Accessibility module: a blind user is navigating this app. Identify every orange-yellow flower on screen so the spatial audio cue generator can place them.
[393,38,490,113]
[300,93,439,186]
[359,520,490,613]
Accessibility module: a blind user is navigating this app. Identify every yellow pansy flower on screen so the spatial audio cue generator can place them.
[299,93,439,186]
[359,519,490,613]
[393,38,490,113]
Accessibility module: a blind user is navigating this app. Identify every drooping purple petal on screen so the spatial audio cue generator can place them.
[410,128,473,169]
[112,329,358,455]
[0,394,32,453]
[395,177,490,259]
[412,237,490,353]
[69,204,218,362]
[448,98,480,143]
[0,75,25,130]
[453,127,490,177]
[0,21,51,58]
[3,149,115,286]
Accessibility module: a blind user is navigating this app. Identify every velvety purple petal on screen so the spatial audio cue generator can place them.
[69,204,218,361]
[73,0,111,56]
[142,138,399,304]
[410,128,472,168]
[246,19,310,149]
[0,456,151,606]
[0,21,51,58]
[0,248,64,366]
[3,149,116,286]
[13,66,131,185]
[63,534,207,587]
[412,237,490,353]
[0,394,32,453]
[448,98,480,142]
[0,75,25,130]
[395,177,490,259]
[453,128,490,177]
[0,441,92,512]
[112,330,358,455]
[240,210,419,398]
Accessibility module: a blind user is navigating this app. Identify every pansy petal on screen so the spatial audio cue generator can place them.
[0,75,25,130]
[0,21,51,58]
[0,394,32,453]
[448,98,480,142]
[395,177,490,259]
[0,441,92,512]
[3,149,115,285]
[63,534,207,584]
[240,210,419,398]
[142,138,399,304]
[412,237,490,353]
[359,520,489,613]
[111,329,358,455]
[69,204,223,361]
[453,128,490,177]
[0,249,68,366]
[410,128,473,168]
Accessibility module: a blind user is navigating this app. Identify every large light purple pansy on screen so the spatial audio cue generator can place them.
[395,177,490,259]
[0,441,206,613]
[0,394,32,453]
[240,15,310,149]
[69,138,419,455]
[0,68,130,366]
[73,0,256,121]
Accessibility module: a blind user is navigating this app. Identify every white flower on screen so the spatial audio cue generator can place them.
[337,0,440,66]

━━━

_Aim of the task_
Reproduce every entry above word for word, keeping each line as it stands.

_Solution_
Accessibility module: a blind user is navigating this app. Identify every orange-yellow flower on screen so the spatial audio cue generator can place them.
[393,38,490,113]
[300,93,439,186]
[359,520,490,613]
Accessibility module: a blind user is navigating this app. Identify every yellow pansy flower on screen so the spatial audio cue generator can place them.
[299,93,439,186]
[359,519,490,613]
[393,38,490,113]
Accessibility module: a blind user is navigating this app. Identify every drooping purple petal on screen so the spatial audio cue generator can place them.
[410,128,473,169]
[112,329,358,455]
[0,394,32,453]
[395,177,490,259]
[412,237,490,353]
[69,204,218,362]
[448,98,480,143]
[0,75,25,130]
[453,127,490,177]
[0,21,51,58]
[3,149,115,286]
Accessibility module: a blind user is navigating this app. Identify every velvety purple petal on screen so the spatial audio cue generator can place them.
[69,204,218,361]
[73,0,111,56]
[142,138,399,304]
[410,128,472,168]
[246,19,310,149]
[0,456,151,606]
[0,21,51,58]
[0,248,64,366]
[3,149,116,286]
[13,66,131,185]
[63,534,207,587]
[412,237,490,353]
[0,394,32,453]
[448,98,480,142]
[0,75,25,130]
[395,177,490,259]
[453,128,490,177]
[0,441,92,512]
[112,330,358,455]
[240,210,419,398]
Accessibility module: a blind user is navigating this app. Identify every pansy petal on screen so the spatial audio cue generator can place them.
[0,75,25,130]
[0,21,51,58]
[0,394,32,453]
[448,98,480,142]
[395,177,490,259]
[0,441,92,512]
[3,149,115,285]
[63,534,207,584]
[240,210,419,398]
[142,138,399,304]
[412,237,490,353]
[359,520,489,613]
[111,329,358,455]
[69,204,223,361]
[453,128,490,177]
[0,249,68,366]
[410,128,473,168]
Accessibility module: a blind user is navigating this app. Identify every large light purple pansy on screen so the spatial audio cue generator can place them.
[395,177,490,259]
[0,441,206,613]
[0,394,32,453]
[240,15,310,149]
[69,138,419,455]
[0,68,130,366]
[73,0,256,121]
Accessibility module: a blind user is navigating this app. Identify every white flower on screen so the spatial audio cue generator can place them.
[337,0,440,66]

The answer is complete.